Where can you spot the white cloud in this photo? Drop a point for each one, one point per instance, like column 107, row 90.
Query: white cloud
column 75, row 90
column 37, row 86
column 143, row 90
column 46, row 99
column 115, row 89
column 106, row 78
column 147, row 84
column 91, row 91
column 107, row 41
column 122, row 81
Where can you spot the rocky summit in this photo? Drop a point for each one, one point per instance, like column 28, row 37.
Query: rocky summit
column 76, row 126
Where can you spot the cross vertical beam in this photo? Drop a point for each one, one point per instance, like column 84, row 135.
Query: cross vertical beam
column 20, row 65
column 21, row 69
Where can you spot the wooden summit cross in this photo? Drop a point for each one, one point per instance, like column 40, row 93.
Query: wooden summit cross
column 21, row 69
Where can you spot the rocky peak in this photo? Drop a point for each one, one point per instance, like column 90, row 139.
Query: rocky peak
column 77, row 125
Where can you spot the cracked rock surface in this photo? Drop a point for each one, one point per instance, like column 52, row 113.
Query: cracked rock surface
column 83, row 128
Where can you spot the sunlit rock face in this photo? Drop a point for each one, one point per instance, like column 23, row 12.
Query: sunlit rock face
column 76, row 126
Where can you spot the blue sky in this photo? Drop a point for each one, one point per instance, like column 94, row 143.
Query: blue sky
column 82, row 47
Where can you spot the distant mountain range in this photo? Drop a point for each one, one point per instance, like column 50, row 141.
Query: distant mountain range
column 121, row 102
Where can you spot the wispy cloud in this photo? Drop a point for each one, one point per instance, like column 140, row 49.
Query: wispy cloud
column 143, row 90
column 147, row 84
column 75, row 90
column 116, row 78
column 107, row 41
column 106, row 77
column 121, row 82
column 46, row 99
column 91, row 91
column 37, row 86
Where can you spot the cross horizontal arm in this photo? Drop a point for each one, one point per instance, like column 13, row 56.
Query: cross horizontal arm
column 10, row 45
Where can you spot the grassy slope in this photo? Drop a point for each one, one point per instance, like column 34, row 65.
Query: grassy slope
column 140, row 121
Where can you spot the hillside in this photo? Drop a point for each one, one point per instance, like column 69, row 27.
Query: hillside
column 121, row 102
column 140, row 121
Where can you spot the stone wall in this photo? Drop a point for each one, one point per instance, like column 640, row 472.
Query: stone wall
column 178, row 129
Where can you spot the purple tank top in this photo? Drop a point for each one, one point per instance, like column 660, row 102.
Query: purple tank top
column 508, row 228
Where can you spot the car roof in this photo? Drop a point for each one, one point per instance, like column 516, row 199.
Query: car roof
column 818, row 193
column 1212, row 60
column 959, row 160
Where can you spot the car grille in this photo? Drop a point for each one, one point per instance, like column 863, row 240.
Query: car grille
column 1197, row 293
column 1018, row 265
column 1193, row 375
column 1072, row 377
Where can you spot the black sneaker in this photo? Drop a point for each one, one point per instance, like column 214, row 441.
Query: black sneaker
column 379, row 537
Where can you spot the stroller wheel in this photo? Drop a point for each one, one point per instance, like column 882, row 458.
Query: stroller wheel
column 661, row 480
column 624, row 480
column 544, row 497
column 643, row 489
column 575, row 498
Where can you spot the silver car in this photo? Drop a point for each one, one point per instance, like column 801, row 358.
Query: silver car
........
## Work required
Edit the lines above so that each "Drop a point" becomes "Place a point", and leave everything else as it is.

## Result
Where can you spot the white cloud in this photo? Place a point for each one, one point per instance, like column 107, row 90.
Query: white cloud
column 75, row 90
column 37, row 86
column 143, row 90
column 46, row 99
column 115, row 89
column 106, row 78
column 147, row 84
column 91, row 91
column 107, row 41
column 122, row 81
Where can you spot the rocky summit in this photo? Place a point for each one, one point per instance, like column 28, row 37.
Query: rocky summit
column 76, row 126
Where can you spot the cross vertical beam in this photo? Place a point for each one, one point per instance, like column 84, row 135.
Query: cross vertical beam
column 20, row 65
column 21, row 69
Where can you spot the wooden summit cross in this photo? Place a point for each one, one point per instance, like column 40, row 93.
Query: wooden summit cross
column 21, row 69
Where can you spot the rocky peak in this photo? Place a point for each one, one point per instance, like column 90, row 139.
Query: rocky peak
column 77, row 125
Where can you spot the cracked rock surface in this photo? Place a point for each one, one point per instance, like column 52, row 113.
Query: cracked rock surface
column 83, row 128
Where can you spot the sunlit rock face in this photo? Place a point for each one, one point per instance, like column 23, row 12.
Query: sunlit rock face
column 76, row 126
Where can you spot the blue sky in this photo? Place a point for each one, one point per instance, like column 94, row 143.
Query: blue sky
column 82, row 47
Where can you spot the distant mountain range in this photo? Place a point for each one, one point per instance, like column 50, row 141.
Query: distant mountain range
column 121, row 102
Where can you spot the wispy cloud in this photo? Place a point for each one, one point per instance, like column 140, row 49.
Query: wispy cloud
column 143, row 90
column 147, row 84
column 75, row 90
column 116, row 78
column 107, row 41
column 106, row 77
column 121, row 82
column 46, row 99
column 91, row 91
column 37, row 86
Where can you spot the cross horizontal arm in this photo? Place a point for each one, one point per instance, like column 13, row 56.
Query: cross horizontal arm
column 10, row 45
Where can you spot the grassy slope in this photo? Place a point for each one, one point per instance, like column 34, row 65.
Query: grassy slope
column 140, row 121
Where can you spot the hillside in this photo? Place a point for each one, one point per instance, like column 69, row 27.
Query: hillside
column 121, row 102
column 140, row 121
Where can you spot the stone wall in this photo? Place a point for each one, one point per instance, like column 640, row 472.
Query: stone wall
column 178, row 129
Where can you spot the purple tank top in this photo? Place a point for each one, one point per instance, like column 660, row 102.
Query: purple tank top
column 508, row 228
Where can you spot the car roof in this photo? Place a point for each one, one point per instance, like column 516, row 199.
Query: car roof
column 818, row 193
column 1212, row 60
column 959, row 160
Where can you spot the car grille in this photo? Place a point for each one, one point per instance, like column 863, row 240.
Query: car grille
column 1197, row 293
column 1018, row 265
column 1193, row 375
column 1072, row 377
Where can you spot the black sneaker in this photo? Place a point for each one, one point per instance, like column 214, row 441.
Query: black sneaker
column 379, row 537
Where can you spot the stroller wheel in this photo? Place a point for each one, one point per instance, like column 882, row 458.
Query: stroller wheel
column 661, row 480
column 624, row 480
column 544, row 497
column 643, row 489
column 575, row 498
Where can you spot the silver car in this photo? Place a point for each one, one point per instance, like column 801, row 358.
Query: silver car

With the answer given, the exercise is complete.